### Task goal
Change every "woman's neck" in the following items to "woman's shoulder", and leave everything else unchanged. Do not include the pictures in your answer.

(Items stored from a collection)

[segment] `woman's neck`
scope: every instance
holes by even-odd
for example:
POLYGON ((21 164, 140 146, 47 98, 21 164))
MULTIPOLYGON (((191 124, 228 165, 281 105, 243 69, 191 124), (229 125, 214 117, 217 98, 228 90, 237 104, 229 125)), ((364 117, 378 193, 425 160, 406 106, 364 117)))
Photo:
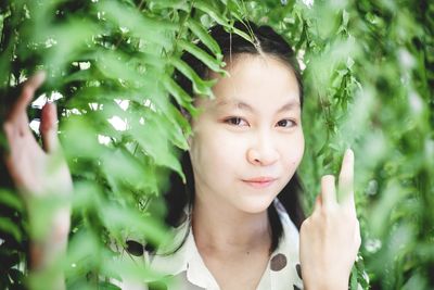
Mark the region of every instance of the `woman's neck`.
POLYGON ((246 253, 269 249, 271 229, 267 211, 251 214, 218 201, 195 199, 192 227, 200 251, 246 253))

### Result
[segment] `woman's shoulder`
scope: every instance
holes by even-odd
for example:
POLYGON ((21 164, 140 146, 47 98, 21 164))
MULTIPOLYGON (((191 124, 228 165, 281 105, 243 69, 191 124), (229 125, 214 117, 217 98, 228 90, 237 104, 229 125)), ((364 117, 378 193, 425 160, 406 106, 364 117)))
Photo:
Mark the region of every instance of the `woman's shoulder`.
POLYGON ((246 253, 269 249, 271 229, 267 211, 251 214, 218 201, 195 199, 192 227, 200 251, 246 253))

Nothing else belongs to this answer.